◆ **Objective**
Set down exactly the lines that run from the line with "Identify one point per instance of the river" to the end of the data, and nothing else.

··· Dataset extract

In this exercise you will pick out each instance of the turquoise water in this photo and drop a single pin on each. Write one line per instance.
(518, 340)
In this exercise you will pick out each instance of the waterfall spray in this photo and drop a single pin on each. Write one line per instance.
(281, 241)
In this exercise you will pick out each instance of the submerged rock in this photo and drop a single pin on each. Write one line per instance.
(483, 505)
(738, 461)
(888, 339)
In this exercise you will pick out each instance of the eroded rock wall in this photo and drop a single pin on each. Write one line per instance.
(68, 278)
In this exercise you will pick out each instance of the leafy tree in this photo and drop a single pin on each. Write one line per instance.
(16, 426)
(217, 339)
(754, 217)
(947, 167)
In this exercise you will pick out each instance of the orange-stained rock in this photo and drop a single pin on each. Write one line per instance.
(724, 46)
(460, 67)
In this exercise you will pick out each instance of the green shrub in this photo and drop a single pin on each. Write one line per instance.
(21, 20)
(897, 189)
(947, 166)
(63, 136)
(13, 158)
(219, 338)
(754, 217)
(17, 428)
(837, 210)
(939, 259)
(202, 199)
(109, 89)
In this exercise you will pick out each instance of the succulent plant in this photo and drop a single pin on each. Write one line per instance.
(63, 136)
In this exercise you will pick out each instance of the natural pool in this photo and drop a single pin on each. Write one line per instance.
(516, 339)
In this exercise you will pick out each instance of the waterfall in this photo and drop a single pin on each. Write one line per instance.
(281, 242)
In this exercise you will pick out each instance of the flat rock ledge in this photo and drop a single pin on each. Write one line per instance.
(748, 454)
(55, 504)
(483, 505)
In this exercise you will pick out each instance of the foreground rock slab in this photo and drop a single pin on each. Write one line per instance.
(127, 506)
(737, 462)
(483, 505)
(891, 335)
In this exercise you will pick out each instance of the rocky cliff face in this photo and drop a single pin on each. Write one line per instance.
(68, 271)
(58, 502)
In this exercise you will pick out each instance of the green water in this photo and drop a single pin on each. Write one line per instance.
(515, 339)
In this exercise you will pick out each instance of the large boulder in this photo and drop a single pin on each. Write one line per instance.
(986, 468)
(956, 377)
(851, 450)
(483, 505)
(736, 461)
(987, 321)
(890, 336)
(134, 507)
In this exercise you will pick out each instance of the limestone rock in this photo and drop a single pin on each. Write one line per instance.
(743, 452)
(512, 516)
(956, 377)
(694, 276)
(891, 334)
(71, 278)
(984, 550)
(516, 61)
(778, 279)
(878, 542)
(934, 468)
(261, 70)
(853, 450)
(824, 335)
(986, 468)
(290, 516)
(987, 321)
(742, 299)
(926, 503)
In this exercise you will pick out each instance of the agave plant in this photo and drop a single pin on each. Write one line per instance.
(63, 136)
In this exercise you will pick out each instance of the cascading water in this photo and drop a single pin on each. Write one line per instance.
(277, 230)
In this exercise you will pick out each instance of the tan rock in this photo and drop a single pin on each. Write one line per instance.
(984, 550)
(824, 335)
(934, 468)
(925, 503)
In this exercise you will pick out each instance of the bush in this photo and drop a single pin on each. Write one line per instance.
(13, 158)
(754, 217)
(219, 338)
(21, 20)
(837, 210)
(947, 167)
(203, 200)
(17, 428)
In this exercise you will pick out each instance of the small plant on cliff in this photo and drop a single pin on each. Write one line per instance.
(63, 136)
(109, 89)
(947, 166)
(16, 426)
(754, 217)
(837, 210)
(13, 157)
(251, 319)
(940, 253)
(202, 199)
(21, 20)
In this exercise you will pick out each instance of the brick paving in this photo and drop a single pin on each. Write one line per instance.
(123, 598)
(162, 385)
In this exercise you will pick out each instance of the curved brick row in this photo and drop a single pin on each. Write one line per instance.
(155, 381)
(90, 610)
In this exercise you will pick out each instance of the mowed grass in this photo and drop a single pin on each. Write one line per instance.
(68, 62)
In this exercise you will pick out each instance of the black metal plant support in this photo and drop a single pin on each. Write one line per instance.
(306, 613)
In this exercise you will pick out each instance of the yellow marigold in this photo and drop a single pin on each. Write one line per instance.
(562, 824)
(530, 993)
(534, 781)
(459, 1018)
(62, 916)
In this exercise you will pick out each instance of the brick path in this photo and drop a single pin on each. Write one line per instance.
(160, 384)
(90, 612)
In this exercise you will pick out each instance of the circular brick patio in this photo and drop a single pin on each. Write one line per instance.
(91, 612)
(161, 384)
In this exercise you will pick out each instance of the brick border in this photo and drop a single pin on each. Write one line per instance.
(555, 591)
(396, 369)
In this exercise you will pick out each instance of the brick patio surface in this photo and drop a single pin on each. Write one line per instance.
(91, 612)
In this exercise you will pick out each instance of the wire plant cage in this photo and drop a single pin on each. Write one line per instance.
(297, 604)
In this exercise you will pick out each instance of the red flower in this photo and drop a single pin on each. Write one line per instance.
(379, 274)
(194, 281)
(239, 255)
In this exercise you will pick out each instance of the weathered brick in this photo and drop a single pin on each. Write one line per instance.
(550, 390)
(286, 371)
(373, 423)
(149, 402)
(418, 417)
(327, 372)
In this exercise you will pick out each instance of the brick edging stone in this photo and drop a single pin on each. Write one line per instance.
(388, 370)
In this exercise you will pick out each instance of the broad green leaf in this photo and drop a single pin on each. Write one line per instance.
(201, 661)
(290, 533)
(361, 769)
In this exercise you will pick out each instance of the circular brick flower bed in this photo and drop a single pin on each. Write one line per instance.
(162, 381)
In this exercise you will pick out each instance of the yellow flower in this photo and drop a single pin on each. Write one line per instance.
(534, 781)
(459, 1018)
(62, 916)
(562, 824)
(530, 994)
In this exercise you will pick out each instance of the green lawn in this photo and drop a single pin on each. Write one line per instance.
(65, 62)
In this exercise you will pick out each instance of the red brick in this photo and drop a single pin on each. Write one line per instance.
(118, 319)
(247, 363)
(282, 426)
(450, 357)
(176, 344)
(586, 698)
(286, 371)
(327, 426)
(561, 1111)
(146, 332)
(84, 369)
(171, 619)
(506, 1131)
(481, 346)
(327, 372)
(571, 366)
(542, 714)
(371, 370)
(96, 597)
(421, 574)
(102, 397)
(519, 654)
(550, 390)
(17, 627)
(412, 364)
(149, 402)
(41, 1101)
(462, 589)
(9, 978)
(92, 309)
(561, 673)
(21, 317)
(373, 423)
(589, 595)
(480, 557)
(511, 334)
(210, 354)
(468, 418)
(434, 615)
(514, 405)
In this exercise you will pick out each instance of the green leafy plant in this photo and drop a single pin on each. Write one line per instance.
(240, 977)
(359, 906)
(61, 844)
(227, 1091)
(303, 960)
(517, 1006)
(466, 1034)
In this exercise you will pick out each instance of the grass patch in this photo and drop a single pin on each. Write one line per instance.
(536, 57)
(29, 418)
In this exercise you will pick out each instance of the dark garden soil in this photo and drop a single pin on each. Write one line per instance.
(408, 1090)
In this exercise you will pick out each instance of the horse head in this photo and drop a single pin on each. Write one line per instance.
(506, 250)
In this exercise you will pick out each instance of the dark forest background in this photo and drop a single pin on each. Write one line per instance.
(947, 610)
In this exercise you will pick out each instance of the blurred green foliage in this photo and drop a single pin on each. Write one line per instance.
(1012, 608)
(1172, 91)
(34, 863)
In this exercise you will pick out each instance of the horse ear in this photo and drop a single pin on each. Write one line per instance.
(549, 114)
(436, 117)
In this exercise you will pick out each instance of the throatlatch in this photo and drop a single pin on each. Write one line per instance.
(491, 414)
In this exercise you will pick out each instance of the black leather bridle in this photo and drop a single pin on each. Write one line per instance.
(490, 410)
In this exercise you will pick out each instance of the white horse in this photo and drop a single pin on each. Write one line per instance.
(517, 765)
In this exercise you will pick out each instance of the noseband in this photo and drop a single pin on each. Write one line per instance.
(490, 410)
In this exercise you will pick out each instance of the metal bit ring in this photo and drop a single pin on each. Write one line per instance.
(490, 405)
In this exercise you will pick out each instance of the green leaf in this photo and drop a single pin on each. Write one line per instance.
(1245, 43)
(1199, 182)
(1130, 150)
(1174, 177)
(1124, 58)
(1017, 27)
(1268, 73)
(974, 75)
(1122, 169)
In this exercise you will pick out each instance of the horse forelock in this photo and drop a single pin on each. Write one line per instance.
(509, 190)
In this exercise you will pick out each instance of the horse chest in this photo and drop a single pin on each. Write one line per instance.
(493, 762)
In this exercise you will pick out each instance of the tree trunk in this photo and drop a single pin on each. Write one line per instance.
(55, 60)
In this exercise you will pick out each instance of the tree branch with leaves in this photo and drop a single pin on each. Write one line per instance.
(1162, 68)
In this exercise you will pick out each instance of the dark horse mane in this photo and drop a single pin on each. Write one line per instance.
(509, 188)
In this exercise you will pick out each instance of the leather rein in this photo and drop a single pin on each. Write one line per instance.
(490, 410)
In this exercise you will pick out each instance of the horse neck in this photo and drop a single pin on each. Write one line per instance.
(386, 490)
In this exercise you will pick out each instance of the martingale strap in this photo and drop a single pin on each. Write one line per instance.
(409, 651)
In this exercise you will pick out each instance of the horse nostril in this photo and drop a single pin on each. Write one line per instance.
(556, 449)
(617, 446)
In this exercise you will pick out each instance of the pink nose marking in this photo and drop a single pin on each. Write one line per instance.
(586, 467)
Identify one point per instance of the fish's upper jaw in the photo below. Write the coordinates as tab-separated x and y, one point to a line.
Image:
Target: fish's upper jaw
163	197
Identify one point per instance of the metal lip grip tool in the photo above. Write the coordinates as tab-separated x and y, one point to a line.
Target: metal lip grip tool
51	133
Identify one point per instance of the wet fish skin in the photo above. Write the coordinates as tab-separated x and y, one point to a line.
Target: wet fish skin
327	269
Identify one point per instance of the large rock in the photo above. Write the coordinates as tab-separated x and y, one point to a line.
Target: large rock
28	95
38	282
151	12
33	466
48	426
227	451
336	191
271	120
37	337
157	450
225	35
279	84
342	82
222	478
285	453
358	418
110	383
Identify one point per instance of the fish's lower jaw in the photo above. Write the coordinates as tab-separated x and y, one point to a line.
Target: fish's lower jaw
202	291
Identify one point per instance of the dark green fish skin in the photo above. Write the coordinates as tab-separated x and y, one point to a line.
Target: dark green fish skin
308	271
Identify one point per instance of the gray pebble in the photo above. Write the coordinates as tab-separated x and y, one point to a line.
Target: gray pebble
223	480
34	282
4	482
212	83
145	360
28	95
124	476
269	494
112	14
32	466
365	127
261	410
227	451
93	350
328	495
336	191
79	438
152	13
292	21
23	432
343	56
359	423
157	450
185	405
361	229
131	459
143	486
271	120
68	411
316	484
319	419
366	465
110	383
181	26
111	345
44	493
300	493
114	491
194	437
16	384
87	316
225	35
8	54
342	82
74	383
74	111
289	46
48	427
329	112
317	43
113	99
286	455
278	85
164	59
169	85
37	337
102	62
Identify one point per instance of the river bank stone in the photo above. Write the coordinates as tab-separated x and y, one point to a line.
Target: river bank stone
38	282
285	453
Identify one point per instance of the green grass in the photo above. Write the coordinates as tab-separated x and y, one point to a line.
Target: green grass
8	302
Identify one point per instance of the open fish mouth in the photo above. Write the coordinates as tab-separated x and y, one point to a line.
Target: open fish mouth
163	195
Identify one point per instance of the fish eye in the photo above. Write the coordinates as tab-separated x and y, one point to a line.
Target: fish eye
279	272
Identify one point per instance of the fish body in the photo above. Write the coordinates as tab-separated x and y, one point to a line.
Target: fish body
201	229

······

◆ **Solution for this exercise**
Identify one point per instance of the river bank stone in the photo above. Write the coordinates as tab-separated x and y, one point to a line.
Target: river bank stone
38	282
285	453
Identify one point per instance of the green grass in the photo above. Write the coordinates as tab-separated x and y, one point to a line.
Target: green grass
8	302
Identify one point per instance of the open fish mouth in the photo above. Write the coordinates as tab-separated x and y, one point to a line.
Target: open fish mouth
163	195
Identify one point per instance of the fish eye in the photo above. Write the coordinates as tab-separated x and y, one point to a line.
Target: fish eye
279	272
Identify one point per instance of the fish body in the photo above. Write the coordinates as tab-separated x and y, one point to a line.
Target: fish body
201	229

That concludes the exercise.